__Data provided__
____________
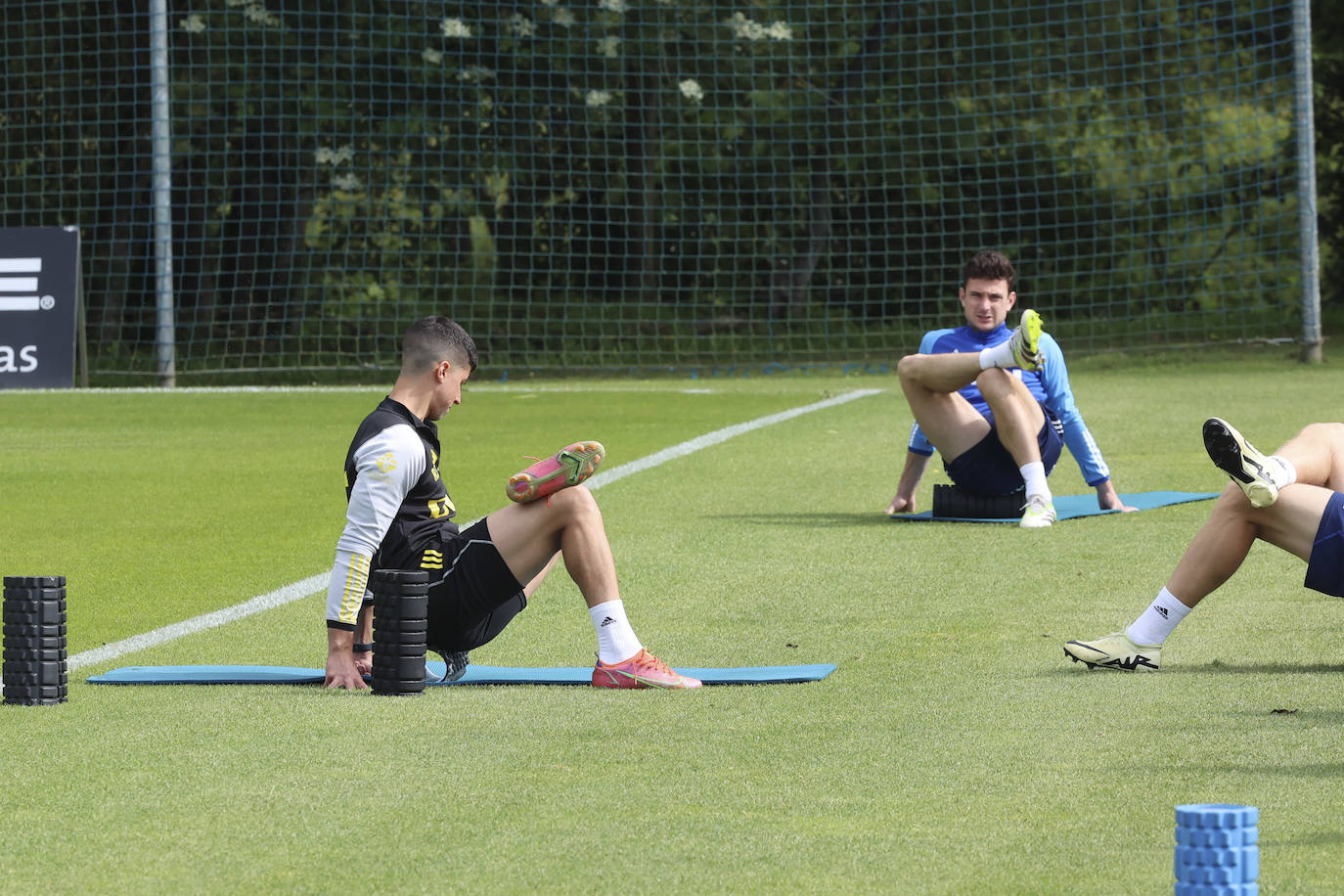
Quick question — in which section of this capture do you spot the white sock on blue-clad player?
____________
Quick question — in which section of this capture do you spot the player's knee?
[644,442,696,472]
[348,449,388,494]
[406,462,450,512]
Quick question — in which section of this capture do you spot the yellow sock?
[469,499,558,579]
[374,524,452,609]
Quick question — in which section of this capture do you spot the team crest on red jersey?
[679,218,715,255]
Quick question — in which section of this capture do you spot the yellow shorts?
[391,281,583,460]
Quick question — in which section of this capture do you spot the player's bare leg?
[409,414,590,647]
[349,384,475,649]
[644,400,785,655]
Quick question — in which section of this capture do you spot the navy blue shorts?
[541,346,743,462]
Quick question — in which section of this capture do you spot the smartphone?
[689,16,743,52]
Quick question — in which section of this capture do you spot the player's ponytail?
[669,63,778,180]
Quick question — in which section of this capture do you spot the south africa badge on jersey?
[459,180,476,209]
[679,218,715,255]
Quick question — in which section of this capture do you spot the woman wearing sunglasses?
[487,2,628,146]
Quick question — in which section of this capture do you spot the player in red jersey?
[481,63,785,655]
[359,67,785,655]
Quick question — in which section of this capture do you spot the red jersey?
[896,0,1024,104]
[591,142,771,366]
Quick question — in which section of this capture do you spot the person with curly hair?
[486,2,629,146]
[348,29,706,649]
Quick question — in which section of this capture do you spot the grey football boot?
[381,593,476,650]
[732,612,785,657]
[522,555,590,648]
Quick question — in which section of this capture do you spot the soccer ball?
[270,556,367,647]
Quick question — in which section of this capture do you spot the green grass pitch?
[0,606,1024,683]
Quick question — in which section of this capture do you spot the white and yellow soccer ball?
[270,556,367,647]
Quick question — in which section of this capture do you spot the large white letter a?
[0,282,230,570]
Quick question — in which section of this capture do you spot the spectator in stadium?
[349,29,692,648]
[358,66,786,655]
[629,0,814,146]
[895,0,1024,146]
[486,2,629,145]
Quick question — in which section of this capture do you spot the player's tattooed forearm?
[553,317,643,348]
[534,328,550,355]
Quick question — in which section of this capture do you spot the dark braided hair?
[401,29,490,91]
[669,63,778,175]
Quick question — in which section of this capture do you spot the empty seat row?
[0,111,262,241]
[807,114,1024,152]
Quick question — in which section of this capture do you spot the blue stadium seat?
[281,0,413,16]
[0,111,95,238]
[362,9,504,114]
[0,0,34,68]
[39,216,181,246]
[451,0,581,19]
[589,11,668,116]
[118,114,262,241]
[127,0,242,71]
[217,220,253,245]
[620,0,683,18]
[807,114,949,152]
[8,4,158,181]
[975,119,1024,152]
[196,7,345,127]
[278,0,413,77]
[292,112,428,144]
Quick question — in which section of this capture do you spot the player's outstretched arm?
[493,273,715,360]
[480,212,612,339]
____________
__Work to be completed__
Which lines of the records above contain the string "soccer", with case counting? Copy each one out.

__Correct response__
Quick question — in which section of this capture do you spot the soccer ball?
Quick question — in which section of this capture do you spot the white and yellow soccer ball?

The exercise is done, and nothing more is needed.